[Records from a collection]
"""
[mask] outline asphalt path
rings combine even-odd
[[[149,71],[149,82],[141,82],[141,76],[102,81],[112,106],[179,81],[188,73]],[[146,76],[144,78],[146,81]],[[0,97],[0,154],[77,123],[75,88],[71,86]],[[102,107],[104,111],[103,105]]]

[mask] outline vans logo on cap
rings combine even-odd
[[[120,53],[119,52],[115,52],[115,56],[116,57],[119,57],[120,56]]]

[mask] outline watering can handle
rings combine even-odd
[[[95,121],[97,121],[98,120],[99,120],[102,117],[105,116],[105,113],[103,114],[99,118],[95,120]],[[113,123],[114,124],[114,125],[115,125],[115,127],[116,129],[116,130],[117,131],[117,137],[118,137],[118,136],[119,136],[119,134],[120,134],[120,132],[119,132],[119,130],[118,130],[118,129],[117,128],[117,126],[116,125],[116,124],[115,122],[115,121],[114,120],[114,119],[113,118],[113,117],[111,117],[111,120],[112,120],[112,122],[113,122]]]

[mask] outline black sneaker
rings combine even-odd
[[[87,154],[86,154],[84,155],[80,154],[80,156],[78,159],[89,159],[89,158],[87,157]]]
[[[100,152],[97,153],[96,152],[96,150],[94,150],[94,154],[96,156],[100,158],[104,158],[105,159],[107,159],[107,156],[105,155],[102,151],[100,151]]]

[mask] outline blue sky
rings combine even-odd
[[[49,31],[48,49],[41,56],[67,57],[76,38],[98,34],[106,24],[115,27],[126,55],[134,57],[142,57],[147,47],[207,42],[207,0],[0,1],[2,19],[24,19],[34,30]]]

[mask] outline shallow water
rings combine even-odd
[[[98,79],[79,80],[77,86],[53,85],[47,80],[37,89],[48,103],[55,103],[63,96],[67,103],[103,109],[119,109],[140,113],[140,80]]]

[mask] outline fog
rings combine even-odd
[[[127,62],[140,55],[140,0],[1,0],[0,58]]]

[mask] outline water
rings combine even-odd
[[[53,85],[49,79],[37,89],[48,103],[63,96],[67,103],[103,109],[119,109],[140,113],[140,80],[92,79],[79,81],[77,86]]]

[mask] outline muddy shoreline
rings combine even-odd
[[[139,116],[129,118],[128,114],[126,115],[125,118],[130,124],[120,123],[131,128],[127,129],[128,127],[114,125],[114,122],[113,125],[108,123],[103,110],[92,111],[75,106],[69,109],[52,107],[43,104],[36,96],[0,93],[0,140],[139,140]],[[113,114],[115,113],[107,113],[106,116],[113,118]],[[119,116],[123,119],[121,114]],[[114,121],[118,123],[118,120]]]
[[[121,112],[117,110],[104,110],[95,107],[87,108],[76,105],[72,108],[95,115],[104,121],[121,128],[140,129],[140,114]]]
"""
▶ DIRECTIONS
Rewrite the part that opens with the line containing "[mask] outline blue sky" and closes with the line containing "[[[127,62],[140,55],[140,0],[1,0],[0,58]]]", both ends included. Keep every request line as it is, and multiply each coordinate in the answers by 1.7, rounding to whole numbers with halves going up.

▶ RESULT
[mask] outline blue sky
rings combine even-odd
[[[83,53],[82,83],[70,95],[114,97],[129,65],[167,58],[180,41],[196,46],[214,94],[228,97],[241,97],[250,80],[352,71],[352,0],[0,2],[3,32],[41,32],[58,51]]]

[mask] outline shallow water
rings combine even-odd
[[[167,134],[134,136],[131,146],[90,145],[80,136],[63,151],[82,175],[94,175],[107,163],[114,175],[175,185],[202,185],[238,192],[238,136]]]

[mask] outline fog
rings combine even-odd
[[[216,105],[238,94],[238,0],[2,0],[0,99]]]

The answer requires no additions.